Assistant Examiner: Einsmann; Margaret V.
Attorney, Agent or Firm: Oliff & Berridge
Claims
What is claimed is:
1. A method of producing a porous vitrified grinder comprising: blending
melamine cyanurate having a particle diameter of from 100.mu. to 600.mu.
with grinder grains and at least one binder material to produce a blend;
and applying compression molding to the blend.
2. The method of producing a porous vitrified grinder as claimed in claim
1, in which the amount of melamine cyanurate to be blended is 40% by
weight or less of the total weight of the components to be blended for
producing the grinder.
3. The method of producing a porous vitrified grinder as claimed in claim
1, in which the amount of melamine cyanurate to be blended is 30% by
weight or less of the total weight of the components to be blended for
producing the grinder.
4. The method of producing a porous vitrified grinder as claimed in claim
1, further comprising drying the shaped body after the step of compression
molding.
5. The method of producing a porous vitrified grinder as claimed in claim
4, further comprising firing the dried shaped body after the step of
drying.
Description
FIELD OF THE INVENTION
The present invention relates to a method of producing a porous vitrified
grinder and, more precisely, to that of producing a porous vitrified
grinder where melamine cyanurate is used as a pore-imparting agent.
BACKGROUND OF THE INVENTION
A grinder which is generally called a vitrified wheel grinder is one to be
produced by blending and stirring grinding grains of a main raw material
and an inorganic clay material (secondary binder) having a function of
binding such grains followed by shaping the resulting blend and sintering
it at a high temperature of about 1300.degree. C. or so. The grinder of
the kind may be grouped into the following two groups, depending upon the
difference in the blending and shaping method.
Precisely, one is to blend and stir grinding grains and an inorganic clay
material (secondary binder) whereupon a large amount of water is added
thereto to give a slurry and the resulting slurry is cast into a
determined casting mold and dried and shaped therein (wet-stirring
cast-molding method).
The other is to blend and stir grinding grains and an inorganic clay
material (secondary binder) whereupon an extremely small amount of water
or fats or oils is added thereto along with an organic binder (primary
binder) and the resulting blend is introduced into a determined mold and
shaped therein under pressure with an oil press or the like (dry-stirring
compression-molding method).
By either of the methods, vitrified grinder products characteristically
having fine combined pores are produced. However, if the products are
needed to have much more pores, various pore-imparting agents may be added
at the step of blending or stirring so as to elevate the porosity of the
products. Porous vitrified grinders as produced by such an additional
treatment are generally called porous grinder wheels.
****************
• **REQUIREMENTS**
a) Answer these questions about the grinder patent text.
(i) According to claim 3, what is the largest share of the total blended weight that melamine cyanurate may make up?
(ii) What is the method called in which a slurry is cast into a mold and dried there?
(iii) What are porous vitrified grinders generally called?
b) Reproduce the passage of the grinder patent text starting at "Assistant Examiner: Einsmann;" and ending at "to the blend.".

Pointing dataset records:
****************
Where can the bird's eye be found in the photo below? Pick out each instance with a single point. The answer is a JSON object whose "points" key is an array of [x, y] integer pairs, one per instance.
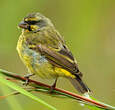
{"points": [[31, 22]]}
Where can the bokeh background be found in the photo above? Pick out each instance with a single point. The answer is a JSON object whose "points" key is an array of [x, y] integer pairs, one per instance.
{"points": [[88, 27]]}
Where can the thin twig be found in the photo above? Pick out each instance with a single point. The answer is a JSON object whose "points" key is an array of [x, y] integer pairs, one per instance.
{"points": [[78, 97]]}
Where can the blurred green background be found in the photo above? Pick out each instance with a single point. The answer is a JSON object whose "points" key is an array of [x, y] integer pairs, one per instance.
{"points": [[88, 27]]}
****************
• **RESULTS FOR EACH TASK**
a)
(i) 30% by weight or less
(ii) The wet-stirring cast-molding method
(iii) Porous grinder wheels

b)
Assistant Examiner: Einsmann; Margaret V.
Attorney, Agent or Firm: Oliff & Berridge
Claims
What is claimed is:
1. A method of producing a porous vitrified grinder comprising: blending
melamine cyanurate having a particle diameter of from 100.mu. to 600.mu.
with grinder grains and at least one binder material to produce a blend;
and applying compression molding to the blend.